Rewrite all of the rows below with every occurrence of "a great deal" replaced by "a lot" and nothing else altered. Leave the pictures out of your answer.

** start Stored data **

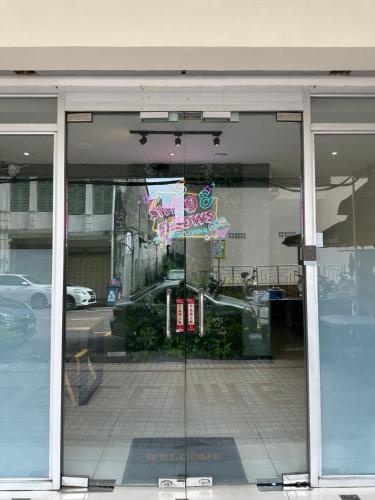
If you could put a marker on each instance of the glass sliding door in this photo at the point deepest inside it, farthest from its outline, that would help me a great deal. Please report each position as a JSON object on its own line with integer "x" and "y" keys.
{"x": 184, "y": 341}
{"x": 245, "y": 372}
{"x": 124, "y": 377}
{"x": 26, "y": 176}
{"x": 345, "y": 193}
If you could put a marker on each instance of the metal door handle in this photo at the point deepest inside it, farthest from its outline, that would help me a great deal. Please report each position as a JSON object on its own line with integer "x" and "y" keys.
{"x": 168, "y": 305}
{"x": 201, "y": 313}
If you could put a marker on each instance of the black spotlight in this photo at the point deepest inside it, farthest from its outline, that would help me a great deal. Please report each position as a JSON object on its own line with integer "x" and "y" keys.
{"x": 143, "y": 139}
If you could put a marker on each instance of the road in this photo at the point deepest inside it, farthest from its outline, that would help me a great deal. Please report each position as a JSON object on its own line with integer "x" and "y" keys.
{"x": 85, "y": 329}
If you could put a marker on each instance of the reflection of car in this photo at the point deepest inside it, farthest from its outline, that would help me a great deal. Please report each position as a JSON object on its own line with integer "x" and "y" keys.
{"x": 175, "y": 274}
{"x": 79, "y": 296}
{"x": 17, "y": 322}
{"x": 141, "y": 321}
{"x": 27, "y": 289}
{"x": 30, "y": 290}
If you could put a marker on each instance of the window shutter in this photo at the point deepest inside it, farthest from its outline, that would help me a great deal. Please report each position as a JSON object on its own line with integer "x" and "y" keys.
{"x": 19, "y": 197}
{"x": 45, "y": 196}
{"x": 102, "y": 200}
{"x": 77, "y": 199}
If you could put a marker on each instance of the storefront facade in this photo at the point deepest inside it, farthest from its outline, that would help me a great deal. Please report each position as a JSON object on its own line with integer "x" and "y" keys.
{"x": 68, "y": 231}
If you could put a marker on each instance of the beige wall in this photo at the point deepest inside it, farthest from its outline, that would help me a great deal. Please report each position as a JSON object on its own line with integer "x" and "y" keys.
{"x": 187, "y": 34}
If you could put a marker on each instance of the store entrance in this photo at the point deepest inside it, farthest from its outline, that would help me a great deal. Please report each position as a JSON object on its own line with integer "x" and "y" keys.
{"x": 184, "y": 342}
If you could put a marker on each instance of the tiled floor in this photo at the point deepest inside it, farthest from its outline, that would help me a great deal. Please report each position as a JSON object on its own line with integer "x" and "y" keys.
{"x": 261, "y": 404}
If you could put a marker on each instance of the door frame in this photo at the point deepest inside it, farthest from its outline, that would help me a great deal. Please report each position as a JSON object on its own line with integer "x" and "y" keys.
{"x": 341, "y": 480}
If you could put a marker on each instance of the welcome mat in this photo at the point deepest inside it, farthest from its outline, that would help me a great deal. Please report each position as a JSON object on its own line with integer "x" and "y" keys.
{"x": 154, "y": 458}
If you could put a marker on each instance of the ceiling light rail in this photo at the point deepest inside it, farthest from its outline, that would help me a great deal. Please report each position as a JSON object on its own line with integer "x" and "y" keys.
{"x": 177, "y": 135}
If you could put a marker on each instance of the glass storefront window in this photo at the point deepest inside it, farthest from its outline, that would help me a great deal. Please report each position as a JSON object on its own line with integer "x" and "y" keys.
{"x": 343, "y": 110}
{"x": 25, "y": 307}
{"x": 345, "y": 193}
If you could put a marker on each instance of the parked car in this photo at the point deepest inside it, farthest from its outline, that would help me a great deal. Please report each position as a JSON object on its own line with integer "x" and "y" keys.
{"x": 141, "y": 321}
{"x": 17, "y": 322}
{"x": 79, "y": 296}
{"x": 29, "y": 290}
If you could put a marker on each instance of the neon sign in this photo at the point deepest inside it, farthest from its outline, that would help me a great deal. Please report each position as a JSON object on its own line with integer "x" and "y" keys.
{"x": 181, "y": 214}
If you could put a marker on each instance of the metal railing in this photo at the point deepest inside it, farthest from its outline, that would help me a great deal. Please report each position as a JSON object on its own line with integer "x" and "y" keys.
{"x": 266, "y": 275}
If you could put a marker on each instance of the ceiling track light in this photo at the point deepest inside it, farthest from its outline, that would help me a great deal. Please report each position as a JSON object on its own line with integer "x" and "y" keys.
{"x": 143, "y": 139}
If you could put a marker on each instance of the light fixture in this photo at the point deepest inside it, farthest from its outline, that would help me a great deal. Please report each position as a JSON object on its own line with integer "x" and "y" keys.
{"x": 216, "y": 140}
{"x": 220, "y": 116}
{"x": 158, "y": 116}
{"x": 143, "y": 139}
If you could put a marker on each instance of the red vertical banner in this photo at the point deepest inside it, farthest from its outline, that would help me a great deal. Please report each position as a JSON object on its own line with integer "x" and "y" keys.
{"x": 191, "y": 315}
{"x": 180, "y": 321}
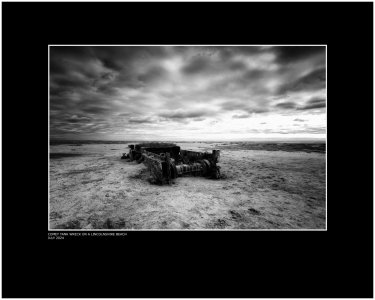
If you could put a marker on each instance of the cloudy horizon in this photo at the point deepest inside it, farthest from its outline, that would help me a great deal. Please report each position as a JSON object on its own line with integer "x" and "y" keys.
{"x": 187, "y": 92}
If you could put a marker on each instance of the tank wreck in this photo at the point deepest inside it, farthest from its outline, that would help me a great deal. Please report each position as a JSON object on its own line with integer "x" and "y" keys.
{"x": 166, "y": 162}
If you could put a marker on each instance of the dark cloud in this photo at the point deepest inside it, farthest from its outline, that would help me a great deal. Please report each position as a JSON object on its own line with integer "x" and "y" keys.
{"x": 243, "y": 116}
{"x": 287, "y": 54}
{"x": 315, "y": 80}
{"x": 286, "y": 105}
{"x": 197, "y": 65}
{"x": 314, "y": 103}
{"x": 184, "y": 114}
{"x": 153, "y": 74}
{"x": 140, "y": 120}
{"x": 121, "y": 89}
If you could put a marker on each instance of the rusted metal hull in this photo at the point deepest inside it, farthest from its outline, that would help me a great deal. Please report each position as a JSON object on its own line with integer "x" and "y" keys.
{"x": 167, "y": 161}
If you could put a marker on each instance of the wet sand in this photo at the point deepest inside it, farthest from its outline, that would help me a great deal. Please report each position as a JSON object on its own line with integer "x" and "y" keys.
{"x": 272, "y": 187}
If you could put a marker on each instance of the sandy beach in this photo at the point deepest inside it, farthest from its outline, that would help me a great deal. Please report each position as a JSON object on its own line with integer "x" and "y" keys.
{"x": 92, "y": 188}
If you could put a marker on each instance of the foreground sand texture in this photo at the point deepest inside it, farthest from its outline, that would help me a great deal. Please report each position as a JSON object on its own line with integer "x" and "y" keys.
{"x": 92, "y": 188}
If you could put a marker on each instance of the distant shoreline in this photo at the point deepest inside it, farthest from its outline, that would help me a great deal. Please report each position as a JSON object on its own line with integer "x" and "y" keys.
{"x": 307, "y": 141}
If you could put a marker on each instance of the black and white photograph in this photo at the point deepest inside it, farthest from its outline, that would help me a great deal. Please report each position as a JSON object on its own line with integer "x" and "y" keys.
{"x": 187, "y": 137}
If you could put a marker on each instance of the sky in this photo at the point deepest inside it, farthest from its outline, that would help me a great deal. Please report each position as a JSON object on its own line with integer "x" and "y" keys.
{"x": 176, "y": 93}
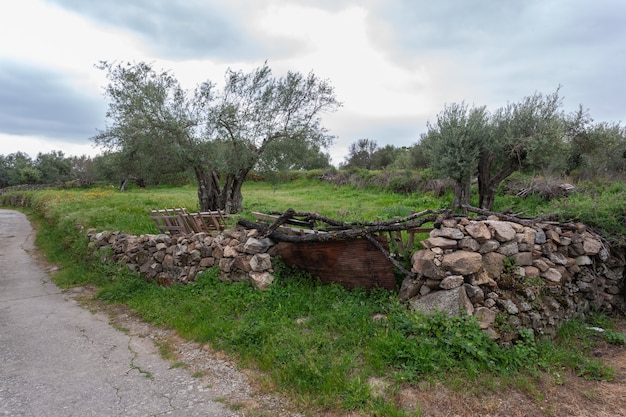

** end Stored data **

■ Problem solution ■
If you could put a marker on each instance of the glass sliding door in this photo at the point deepest inside it, farthest from its outline, that would help me a lot. Please report each position as a JSON object on its own line with integer "x" and "y" keys.
{"x": 184, "y": 341}
{"x": 245, "y": 372}
{"x": 124, "y": 377}
{"x": 26, "y": 176}
{"x": 345, "y": 193}
If you could put a marker on each instance of the metal door handle in this photo at the point deepest inside it, farthest from its outline, that would help me a lot. Please report each position as a JSON object on its own line with integer "x" and "y" keys.
{"x": 168, "y": 305}
{"x": 201, "y": 313}
If you could put a marker on each instance of the black spotlight in this photo at the point deepest inside it, farthest from its outline, that would help me a lot. Please report each position as a JSON object on its own line with integer "x" and "y" keys.
{"x": 143, "y": 139}
If you could put a marker on each instance of the road in this photo at the point deepest inside it, farthest from its outline, that would help me a lot. Please report each position as a JSON object on its own line with integer "x" and "y" keys.
{"x": 85, "y": 329}
If you could put a marker on each instance of the reflection of car in this photo at the point deepest inside it, farthest from its outline, that would help me a lot. Please report each position as a JSON object on its own line with integer "x" and "y" keys.
{"x": 175, "y": 274}
{"x": 79, "y": 296}
{"x": 17, "y": 322}
{"x": 141, "y": 321}
{"x": 27, "y": 289}
{"x": 30, "y": 290}
If you could put a marker on each instance of the window shutter in this photo at the point deepest inside it, farthest from its outline, that would help me a lot. Please report each position as a JSON object on its own line with integer "x" and "y" keys.
{"x": 19, "y": 197}
{"x": 45, "y": 196}
{"x": 102, "y": 200}
{"x": 77, "y": 199}
If you could put a marker on each instance of the storefront facade in this photo at the point deepest inside it, farthest from its outline, that would help me a lot. Please report each position as a JSON object on its own line with integer "x" and "y" keys.
{"x": 68, "y": 231}
If you could put a marker on each instance of the beige wall in this photo at the point deepest inside it, farthest from its outline, that would help me a lot. Please report each position as a JSON object on its own line with integer "x" and "y" keys.
{"x": 187, "y": 34}
If you could put a marker on each instance of the store entrance in this photo at the point deepest inside it, farthest from its outline, that would help me a lot. Please report each position as a JSON object on its own line with integer "x" and "y" keys.
{"x": 184, "y": 342}
If you could put a marker on each instance of the tiled floor in this photo at the point deepest inside it, farthest from its outline, that would help me a lot. Please report each position as a JSON object on its own line with integer "x" and "y" keys.
{"x": 261, "y": 404}
If you could put a marker on each instance of the door frame in this photo at the point deepest inside it, farthest from its outline, that would help me a lot. Please report each position as a JSON object on its own line with integer "x" and "y" keys.
{"x": 341, "y": 480}
If you could put a marker on each instance of the welcome mat in this photo at the point deepest inside it, farthest from its outline, that would help me a lot. Please report each position as a JSON object on its own line with integer "x" and "y" keys.
{"x": 154, "y": 458}
If you could put a marker on each instance of the ceiling light rail in this photo at the point deepest inside it, farthest from its outline, that would help me a lot. Please report each position as a JSON object on its own line with integer "x" and "y" keys.
{"x": 177, "y": 135}
If you could put a marker on each instance of the glass storefront window in this photo at the point deepest inside it, farthest from its outline, that would help me a lot. Please report each position as a JSON object on its own line with integer "x" and "y" keys.
{"x": 343, "y": 110}
{"x": 25, "y": 307}
{"x": 345, "y": 193}
If you could put a marker on each instance of the parked car in this photo at the point deepest inside it, farthest from its outline, that would help me a lot. Please report each position as a JSON object on its own line with integer "x" and "y" keys.
{"x": 141, "y": 321}
{"x": 17, "y": 322}
{"x": 79, "y": 296}
{"x": 29, "y": 290}
If you could put a marker on each instance of the neon sign in this photo at the point deepest inside it, farthest from its outline, that would help me a lot. Please report each position as a JSON object on its own line with integer "x" and "y" keys.
{"x": 181, "y": 214}
If you could put a marker on each instance of the metal railing in this photo at the point deepest inside it, farthest from its outline, that would help me a lot. Please report each position as a JSON object on its own line with integer "x" and "y" keys.
{"x": 266, "y": 275}
If you could put a marker on each instance of the ceiling track light in this photo at the point deepest inside it, farthest from its outline, that would help me a lot. Please report each position as a JSON object on its own line with integer "x" and "y" keys.
{"x": 143, "y": 139}
If you could put a marker on each instance of the light fixture in this photo at the point deepest inside it, farthest from its outline, that would help me a lot. Please report each position as a JSON object on its own line with integer "x" and "y" keys.
{"x": 216, "y": 140}
{"x": 220, "y": 116}
{"x": 158, "y": 116}
{"x": 143, "y": 139}
If you could put a marker on each instance of the red vertical banner in this photo at the point deepest inside it, farthest from its outline, that would help me a lot. Please report each position as a JSON object on its own line with integer "x" and "y" keys.
{"x": 191, "y": 315}
{"x": 180, "y": 321}
If you could put a marker on each instance of the cloudy horizon in this photo at the point deepest inside it, farthest from its outline, that would help me a lot. Please report each position as a JSON object on its own line with integer "x" and "y" keys.
{"x": 187, "y": 92}
If you could put a marker on each instance of the tank wreck in this photo at the point deepest inside it, farthest from its outline, that would help me a lot. Please report each position as a JSON object on its own line with integer "x" and "y" keys.
{"x": 166, "y": 162}
If you could put a marker on each instance of the dark cloud in this photo at the point deepest inside it, farthest from its outline, that would help me a lot. Please report each position as a JSON object on its own line with integer "x" and "y" keys.
{"x": 243, "y": 116}
{"x": 287, "y": 54}
{"x": 315, "y": 80}
{"x": 286, "y": 105}
{"x": 197, "y": 65}
{"x": 314, "y": 103}
{"x": 184, "y": 114}
{"x": 153, "y": 74}
{"x": 140, "y": 120}
{"x": 121, "y": 89}
If you could put a marker on each instance of the rusted metal hull in this photo at the point deepest inside it, farthest from its outline, that would help me a lot. Please report each position as a JSON object on its own line with integer "x" and "y" keys.
{"x": 167, "y": 161}
If you could put a marker on each instance of the wet sand in this photo at the point deepest inside it, farthest from its outline, that would help me a lot. Please report each position as a JSON object on its own line with integer "x" and "y" keys.
{"x": 272, "y": 187}
If you could put a marker on each instance of the sandy beach in this photo at the point deepest inside it, farthest from its outline, that would help me a lot. Please report each position as a JSON object on its own line with integer "x" and "y" keys.
{"x": 92, "y": 188}
If you could put a marker on each instance of the foreground sand texture in this photo at the point deepest inside it, farthest from its outline, that would help me a lot. Please report each position as a JSON object on its own line with integer "x" and "y" keys.
{"x": 92, "y": 188}
If you could put a marker on each instance of the distant shoreline in this photo at the point deepest inside it, farthest from its outline, that would help me a lot. Please report each position as a JSON object on its own line with integer "x" and "y" keys.
{"x": 307, "y": 141}
If you could put a marker on each instance of the black and white photograph in this photo at the point deepest inside it, farthest from its outline, that would help me a lot. Please report each position as a JSON object on its own line with integer "x" and "y" keys.
{"x": 187, "y": 137}
If you could put a marker on each instance of the sky in this photo at the point deepest inside it, farthest from its outline, that would help me a lot. Please report each position as a JSON object on its own line with integer "x" and "y" keys.
{"x": 176, "y": 93}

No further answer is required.